Start of Provided information

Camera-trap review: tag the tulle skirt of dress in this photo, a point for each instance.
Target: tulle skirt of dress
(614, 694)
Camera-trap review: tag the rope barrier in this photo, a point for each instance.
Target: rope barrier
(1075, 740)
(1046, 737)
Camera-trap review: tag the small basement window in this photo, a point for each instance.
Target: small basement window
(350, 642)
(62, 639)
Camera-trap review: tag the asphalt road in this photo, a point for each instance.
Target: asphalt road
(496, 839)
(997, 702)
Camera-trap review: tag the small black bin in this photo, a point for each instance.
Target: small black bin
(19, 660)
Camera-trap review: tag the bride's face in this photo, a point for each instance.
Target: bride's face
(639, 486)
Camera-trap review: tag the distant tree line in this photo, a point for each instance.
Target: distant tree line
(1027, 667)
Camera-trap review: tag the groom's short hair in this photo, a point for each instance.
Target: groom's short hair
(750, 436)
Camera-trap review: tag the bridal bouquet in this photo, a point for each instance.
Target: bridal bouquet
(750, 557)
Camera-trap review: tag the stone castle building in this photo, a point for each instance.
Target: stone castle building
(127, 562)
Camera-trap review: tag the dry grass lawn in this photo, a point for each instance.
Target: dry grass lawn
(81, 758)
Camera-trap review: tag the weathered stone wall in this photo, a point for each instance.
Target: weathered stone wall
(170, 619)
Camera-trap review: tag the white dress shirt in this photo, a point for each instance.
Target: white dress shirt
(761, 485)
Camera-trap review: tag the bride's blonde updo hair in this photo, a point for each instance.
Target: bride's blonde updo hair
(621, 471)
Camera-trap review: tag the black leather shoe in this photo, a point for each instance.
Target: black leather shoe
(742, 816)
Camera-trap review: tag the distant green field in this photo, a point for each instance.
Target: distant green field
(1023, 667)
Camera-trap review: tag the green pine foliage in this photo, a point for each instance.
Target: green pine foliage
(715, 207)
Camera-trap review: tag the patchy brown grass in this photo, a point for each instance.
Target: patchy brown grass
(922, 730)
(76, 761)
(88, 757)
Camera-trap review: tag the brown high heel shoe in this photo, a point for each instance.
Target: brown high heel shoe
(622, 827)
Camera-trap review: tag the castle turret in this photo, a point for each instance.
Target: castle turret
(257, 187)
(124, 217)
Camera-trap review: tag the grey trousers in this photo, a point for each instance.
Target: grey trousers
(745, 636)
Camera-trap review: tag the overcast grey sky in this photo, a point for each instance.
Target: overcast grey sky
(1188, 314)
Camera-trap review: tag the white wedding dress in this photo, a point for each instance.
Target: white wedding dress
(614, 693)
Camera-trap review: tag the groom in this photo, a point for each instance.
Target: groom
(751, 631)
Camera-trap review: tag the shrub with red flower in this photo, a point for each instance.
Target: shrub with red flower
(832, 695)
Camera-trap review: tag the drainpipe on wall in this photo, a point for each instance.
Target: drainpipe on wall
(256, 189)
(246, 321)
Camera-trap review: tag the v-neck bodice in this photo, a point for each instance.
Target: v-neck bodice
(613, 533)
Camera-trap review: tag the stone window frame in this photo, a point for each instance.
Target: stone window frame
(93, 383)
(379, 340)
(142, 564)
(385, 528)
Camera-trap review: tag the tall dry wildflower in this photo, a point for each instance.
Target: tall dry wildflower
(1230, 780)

End of Provided information

Quote the line that contains "Camera-trap review: tag the shrub" and each line after it through the end of the data, exactly, leaving out everything else.

Camera-trap review: tag the shrub with red flower in this photo, a point for each instance.
Target: shrub with red flower
(832, 695)
Camera-trap review: tag the drainpipe on wall in this photo, a point for each instance.
Target: drainpipe on wall
(256, 189)
(246, 321)
Camera-trap review: tag the v-neck bodice in this photo, a point for each instance.
Target: v-neck bodice
(613, 533)
Camera-trap review: tag the stone window frame in this photo, a point for each instance.
Target: stone window frame
(93, 383)
(379, 340)
(142, 564)
(385, 528)
Camera-trap review: tag the tall dry wildflower in this photo, a point for each instance.
Target: tall dry wildflower
(1230, 780)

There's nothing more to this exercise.